TASK INSTRUCTIONS
Please rewrite the material below as a JSON list of strings, one string per line, with blank lines left out.

## START

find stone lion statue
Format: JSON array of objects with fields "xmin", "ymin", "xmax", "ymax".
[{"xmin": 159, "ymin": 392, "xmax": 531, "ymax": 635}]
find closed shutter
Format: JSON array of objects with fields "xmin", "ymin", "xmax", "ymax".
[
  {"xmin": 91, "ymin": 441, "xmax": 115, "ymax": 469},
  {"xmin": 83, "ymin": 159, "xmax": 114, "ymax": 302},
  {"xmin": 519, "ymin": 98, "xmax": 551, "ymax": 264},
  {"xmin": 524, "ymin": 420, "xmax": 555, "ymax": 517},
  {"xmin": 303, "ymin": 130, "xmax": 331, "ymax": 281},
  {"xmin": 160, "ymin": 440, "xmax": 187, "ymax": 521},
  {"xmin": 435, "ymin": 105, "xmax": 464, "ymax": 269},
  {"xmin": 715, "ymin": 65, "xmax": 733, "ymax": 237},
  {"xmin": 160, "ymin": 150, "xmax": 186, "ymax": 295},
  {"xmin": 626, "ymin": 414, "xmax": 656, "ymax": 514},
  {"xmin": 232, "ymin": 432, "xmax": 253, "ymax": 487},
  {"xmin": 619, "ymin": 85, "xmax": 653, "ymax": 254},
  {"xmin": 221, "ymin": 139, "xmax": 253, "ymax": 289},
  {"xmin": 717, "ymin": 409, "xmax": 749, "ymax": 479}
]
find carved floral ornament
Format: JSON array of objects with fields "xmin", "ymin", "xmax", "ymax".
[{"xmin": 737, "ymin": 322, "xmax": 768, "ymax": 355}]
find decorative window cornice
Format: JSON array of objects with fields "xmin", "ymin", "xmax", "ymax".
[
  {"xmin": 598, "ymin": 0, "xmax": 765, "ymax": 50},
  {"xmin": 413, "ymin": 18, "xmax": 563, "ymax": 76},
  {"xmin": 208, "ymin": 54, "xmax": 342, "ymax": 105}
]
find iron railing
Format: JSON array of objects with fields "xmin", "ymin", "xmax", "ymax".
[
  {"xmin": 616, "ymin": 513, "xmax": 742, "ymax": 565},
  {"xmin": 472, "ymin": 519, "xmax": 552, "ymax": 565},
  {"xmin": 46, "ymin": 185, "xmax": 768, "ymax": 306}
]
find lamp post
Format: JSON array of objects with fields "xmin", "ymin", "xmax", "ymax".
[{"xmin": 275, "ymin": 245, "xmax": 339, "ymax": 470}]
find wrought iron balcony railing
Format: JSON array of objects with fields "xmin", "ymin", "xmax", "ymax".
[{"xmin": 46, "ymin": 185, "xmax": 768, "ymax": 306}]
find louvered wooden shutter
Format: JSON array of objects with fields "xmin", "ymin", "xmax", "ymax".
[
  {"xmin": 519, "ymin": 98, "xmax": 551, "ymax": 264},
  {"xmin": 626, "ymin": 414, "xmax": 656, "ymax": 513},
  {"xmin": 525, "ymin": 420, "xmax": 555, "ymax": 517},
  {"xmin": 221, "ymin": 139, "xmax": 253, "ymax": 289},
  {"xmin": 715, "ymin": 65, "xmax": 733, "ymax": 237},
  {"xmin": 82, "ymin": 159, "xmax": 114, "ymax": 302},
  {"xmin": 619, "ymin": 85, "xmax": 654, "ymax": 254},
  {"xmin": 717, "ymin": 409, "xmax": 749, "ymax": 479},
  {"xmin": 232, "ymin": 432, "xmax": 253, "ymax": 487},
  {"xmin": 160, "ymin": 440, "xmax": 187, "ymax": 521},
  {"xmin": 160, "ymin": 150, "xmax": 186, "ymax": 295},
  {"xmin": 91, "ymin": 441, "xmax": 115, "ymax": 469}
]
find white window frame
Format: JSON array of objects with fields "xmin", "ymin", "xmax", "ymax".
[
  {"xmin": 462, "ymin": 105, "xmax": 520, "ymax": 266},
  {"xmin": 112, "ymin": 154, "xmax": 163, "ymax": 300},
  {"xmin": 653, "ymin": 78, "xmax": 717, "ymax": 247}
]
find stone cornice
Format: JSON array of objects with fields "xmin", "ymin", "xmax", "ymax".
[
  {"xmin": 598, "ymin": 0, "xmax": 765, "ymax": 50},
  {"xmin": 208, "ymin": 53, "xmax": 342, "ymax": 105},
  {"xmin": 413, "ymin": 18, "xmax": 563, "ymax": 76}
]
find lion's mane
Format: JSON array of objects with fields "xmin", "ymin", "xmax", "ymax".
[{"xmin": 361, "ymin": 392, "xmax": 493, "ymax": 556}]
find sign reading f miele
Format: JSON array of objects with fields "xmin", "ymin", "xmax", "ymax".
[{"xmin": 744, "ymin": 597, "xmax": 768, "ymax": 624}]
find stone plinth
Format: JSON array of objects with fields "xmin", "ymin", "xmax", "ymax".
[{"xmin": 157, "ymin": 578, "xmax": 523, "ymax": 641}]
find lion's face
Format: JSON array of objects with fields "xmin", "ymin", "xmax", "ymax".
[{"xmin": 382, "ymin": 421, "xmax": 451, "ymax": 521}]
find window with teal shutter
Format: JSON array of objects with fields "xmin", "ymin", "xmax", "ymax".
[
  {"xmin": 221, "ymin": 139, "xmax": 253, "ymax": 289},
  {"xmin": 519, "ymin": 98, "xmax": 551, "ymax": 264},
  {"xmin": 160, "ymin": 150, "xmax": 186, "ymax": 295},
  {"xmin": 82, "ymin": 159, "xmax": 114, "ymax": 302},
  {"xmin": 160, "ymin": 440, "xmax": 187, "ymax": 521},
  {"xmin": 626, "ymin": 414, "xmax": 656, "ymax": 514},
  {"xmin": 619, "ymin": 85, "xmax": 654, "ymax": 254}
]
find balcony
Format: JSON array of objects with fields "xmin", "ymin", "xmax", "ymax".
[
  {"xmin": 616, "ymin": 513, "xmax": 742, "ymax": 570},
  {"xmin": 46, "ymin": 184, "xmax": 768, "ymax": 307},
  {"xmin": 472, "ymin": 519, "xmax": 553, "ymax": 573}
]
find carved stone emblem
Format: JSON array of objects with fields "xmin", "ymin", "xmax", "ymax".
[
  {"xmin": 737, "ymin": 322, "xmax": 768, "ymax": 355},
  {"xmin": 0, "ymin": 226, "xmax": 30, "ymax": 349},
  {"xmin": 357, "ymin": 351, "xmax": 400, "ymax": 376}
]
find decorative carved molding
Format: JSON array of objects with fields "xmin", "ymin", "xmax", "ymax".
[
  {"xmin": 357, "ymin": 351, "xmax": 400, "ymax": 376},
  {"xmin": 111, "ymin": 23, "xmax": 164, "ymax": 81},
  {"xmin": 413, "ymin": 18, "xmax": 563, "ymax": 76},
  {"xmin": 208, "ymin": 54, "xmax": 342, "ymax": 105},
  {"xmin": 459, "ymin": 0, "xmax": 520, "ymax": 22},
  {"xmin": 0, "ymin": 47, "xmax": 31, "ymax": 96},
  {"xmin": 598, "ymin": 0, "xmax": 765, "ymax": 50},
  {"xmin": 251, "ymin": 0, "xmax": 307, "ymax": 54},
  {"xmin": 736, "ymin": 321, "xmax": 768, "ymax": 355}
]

## END

SOLUTION TO THIS EXERCISE
[
  "find stone lion statue",
  "Format: JSON array of objects with fields \"xmin\", \"ymin\", \"xmax\", \"ymax\".",
  "[{\"xmin\": 159, \"ymin\": 392, \"xmax\": 531, \"ymax\": 635}]",
  "find closed shutter",
  "Format: JSON array of objects with fields \"xmin\", \"ymin\", \"xmax\", \"ymax\".",
  "[",
  "  {\"xmin\": 91, \"ymin\": 441, \"xmax\": 115, \"ymax\": 469},",
  "  {\"xmin\": 83, \"ymin\": 159, \"xmax\": 114, \"ymax\": 302},",
  "  {\"xmin\": 519, \"ymin\": 98, \"xmax\": 551, \"ymax\": 264},",
  "  {\"xmin\": 524, \"ymin\": 420, \"xmax\": 555, \"ymax\": 517},",
  "  {\"xmin\": 303, \"ymin\": 130, \"xmax\": 331, \"ymax\": 281},",
  "  {\"xmin\": 160, \"ymin\": 440, \"xmax\": 187, \"ymax\": 521},",
  "  {\"xmin\": 435, \"ymin\": 105, \"xmax\": 464, \"ymax\": 269},",
  "  {\"xmin\": 715, \"ymin\": 65, \"xmax\": 733, \"ymax\": 237},",
  "  {\"xmin\": 160, \"ymin\": 150, \"xmax\": 186, \"ymax\": 295},",
  "  {\"xmin\": 626, \"ymin\": 414, \"xmax\": 656, \"ymax\": 514},",
  "  {\"xmin\": 232, \"ymin\": 432, \"xmax\": 253, \"ymax\": 487},",
  "  {\"xmin\": 619, \"ymin\": 85, \"xmax\": 653, \"ymax\": 254},",
  "  {\"xmin\": 221, \"ymin\": 139, \"xmax\": 253, \"ymax\": 289},",
  "  {\"xmin\": 717, \"ymin\": 409, \"xmax\": 749, \"ymax\": 479}",
  "]",
  "find carved floral ornament",
  "Format: JSON array of objects with fields \"xmin\", \"ymin\", \"xmax\", \"ymax\".",
  "[{\"xmin\": 737, \"ymin\": 322, \"xmax\": 768, \"ymax\": 355}]",
  "find decorative window cornice",
  "Format: JSON array of objects with fields \"xmin\", \"ymin\", \"xmax\", \"ymax\".",
  "[",
  "  {\"xmin\": 598, \"ymin\": 0, \"xmax\": 765, \"ymax\": 50},",
  "  {\"xmin\": 413, \"ymin\": 18, \"xmax\": 563, \"ymax\": 76},",
  "  {\"xmin\": 208, \"ymin\": 54, \"xmax\": 342, \"ymax\": 105}",
  "]",
  "find iron railing",
  "Format: JSON array of objects with fields \"xmin\", \"ymin\", \"xmax\", \"ymax\".",
  "[",
  "  {\"xmin\": 616, \"ymin\": 513, \"xmax\": 742, \"ymax\": 565},",
  "  {\"xmin\": 472, \"ymin\": 519, \"xmax\": 552, \"ymax\": 565},",
  "  {\"xmin\": 46, \"ymin\": 185, \"xmax\": 768, \"ymax\": 306}",
  "]",
  "find lamp post",
  "Format: JSON array of objects with fields \"xmin\", \"ymin\", \"xmax\", \"ymax\".",
  "[{\"xmin\": 275, \"ymin\": 245, \"xmax\": 339, \"ymax\": 470}]",
  "find wrought iron balcony railing",
  "Format: JSON array of objects with fields \"xmin\", \"ymin\", \"xmax\", \"ymax\".",
  "[{\"xmin\": 46, \"ymin\": 185, \"xmax\": 768, \"ymax\": 306}]",
  "find louvered wooden shutter",
  "Format: JSON array of objects with fields \"xmin\", \"ymin\", \"xmax\", \"ymax\".",
  "[",
  "  {\"xmin\": 519, \"ymin\": 98, \"xmax\": 551, \"ymax\": 264},",
  "  {\"xmin\": 626, \"ymin\": 414, \"xmax\": 656, \"ymax\": 513},",
  "  {\"xmin\": 525, \"ymin\": 420, \"xmax\": 555, \"ymax\": 517},",
  "  {\"xmin\": 221, \"ymin\": 139, \"xmax\": 253, \"ymax\": 289},",
  "  {\"xmin\": 715, \"ymin\": 65, \"xmax\": 733, \"ymax\": 237},",
  "  {\"xmin\": 82, \"ymin\": 159, \"xmax\": 114, \"ymax\": 302},",
  "  {\"xmin\": 619, \"ymin\": 85, \"xmax\": 654, \"ymax\": 254},",
  "  {\"xmin\": 717, \"ymin\": 409, \"xmax\": 749, \"ymax\": 479},",
  "  {\"xmin\": 232, \"ymin\": 432, \"xmax\": 253, \"ymax\": 487},",
  "  {\"xmin\": 160, \"ymin\": 440, \"xmax\": 187, \"ymax\": 521},",
  "  {\"xmin\": 160, \"ymin\": 150, \"xmax\": 186, \"ymax\": 295},",
  "  {\"xmin\": 91, \"ymin\": 441, \"xmax\": 115, \"ymax\": 469}",
  "]",
  "find white window frame",
  "Format: JSON array of objects with fields \"xmin\", \"ymin\", \"xmax\", \"ymax\".",
  "[",
  "  {\"xmin\": 462, \"ymin\": 105, \"xmax\": 520, \"ymax\": 266},",
  "  {\"xmin\": 112, \"ymin\": 154, \"xmax\": 163, \"ymax\": 300},",
  "  {\"xmin\": 653, \"ymin\": 78, \"xmax\": 717, \"ymax\": 247}",
  "]",
  "find stone cornice",
  "Format: JSON array of objects with fields \"xmin\", \"ymin\", \"xmax\", \"ymax\".",
  "[",
  "  {\"xmin\": 598, \"ymin\": 0, \"xmax\": 765, \"ymax\": 50},",
  "  {\"xmin\": 208, \"ymin\": 53, \"xmax\": 342, \"ymax\": 105},",
  "  {\"xmin\": 413, \"ymin\": 18, \"xmax\": 563, \"ymax\": 76}",
  "]",
  "find lion's mane",
  "Format: JSON array of objects with fields \"xmin\", \"ymin\", \"xmax\", \"ymax\".",
  "[{\"xmin\": 361, \"ymin\": 392, \"xmax\": 493, \"ymax\": 556}]",
  "find sign reading f miele",
  "Format: JSON array of objects with fields \"xmin\", \"ymin\", \"xmax\", \"ymax\".",
  "[{\"xmin\": 744, \"ymin\": 597, \"xmax\": 768, \"ymax\": 624}]",
  "find stone plinth",
  "Format: JSON array of objects with fields \"xmin\", \"ymin\", \"xmax\", \"ymax\".",
  "[{\"xmin\": 157, \"ymin\": 578, \"xmax\": 523, \"ymax\": 641}]",
  "find lion's face",
  "Format: JSON array of objects with fields \"xmin\", \"ymin\", \"xmax\", \"ymax\".",
  "[{\"xmin\": 382, \"ymin\": 421, \"xmax\": 451, \"ymax\": 521}]",
  "find window with teal shutter",
  "Format: JSON array of objects with fields \"xmin\", \"ymin\", \"xmax\", \"ymax\".",
  "[",
  "  {\"xmin\": 221, \"ymin\": 139, \"xmax\": 253, \"ymax\": 289},",
  "  {\"xmin\": 519, \"ymin\": 98, \"xmax\": 551, \"ymax\": 264},",
  "  {\"xmin\": 160, \"ymin\": 150, \"xmax\": 186, \"ymax\": 295},",
  "  {\"xmin\": 82, \"ymin\": 159, \"xmax\": 114, \"ymax\": 302},",
  "  {\"xmin\": 160, \"ymin\": 440, \"xmax\": 187, \"ymax\": 521},",
  "  {\"xmin\": 626, \"ymin\": 414, \"xmax\": 656, \"ymax\": 514},",
  "  {\"xmin\": 619, \"ymin\": 85, \"xmax\": 654, \"ymax\": 254}",
  "]",
  "find balcony",
  "Format: JSON array of objects with fields \"xmin\", \"ymin\", \"xmax\", \"ymax\".",
  "[",
  "  {\"xmin\": 616, \"ymin\": 513, \"xmax\": 742, \"ymax\": 570},",
  "  {\"xmin\": 46, \"ymin\": 184, \"xmax\": 768, \"ymax\": 307},",
  "  {\"xmin\": 472, \"ymin\": 519, \"xmax\": 553, \"ymax\": 573}",
  "]",
  "find carved stone emblem",
  "Format: JSON array of objects with fields \"xmin\", \"ymin\", \"xmax\", \"ymax\".",
  "[",
  "  {\"xmin\": 737, \"ymin\": 322, \"xmax\": 768, \"ymax\": 355},",
  "  {\"xmin\": 0, \"ymin\": 226, \"xmax\": 30, \"ymax\": 349},",
  "  {\"xmin\": 357, \"ymin\": 351, \"xmax\": 400, \"ymax\": 376}",
  "]",
  "find decorative carved molding",
  "Format: JSON array of objects with fields \"xmin\", \"ymin\", \"xmax\", \"ymax\".",
  "[",
  "  {\"xmin\": 357, \"ymin\": 351, \"xmax\": 400, \"ymax\": 376},",
  "  {\"xmin\": 111, \"ymin\": 23, \"xmax\": 164, \"ymax\": 81},",
  "  {\"xmin\": 413, \"ymin\": 18, \"xmax\": 563, \"ymax\": 76},",
  "  {\"xmin\": 208, \"ymin\": 54, \"xmax\": 342, \"ymax\": 105},",
  "  {\"xmin\": 459, \"ymin\": 0, \"xmax\": 520, \"ymax\": 22},",
  "  {\"xmin\": 0, \"ymin\": 47, \"xmax\": 31, \"ymax\": 96},",
  "  {\"xmin\": 598, \"ymin\": 0, \"xmax\": 765, \"ymax\": 50},",
  "  {\"xmin\": 251, \"ymin\": 0, \"xmax\": 307, \"ymax\": 54},",
  "  {\"xmin\": 736, \"ymin\": 321, \"xmax\": 768, \"ymax\": 355}",
  "]"
]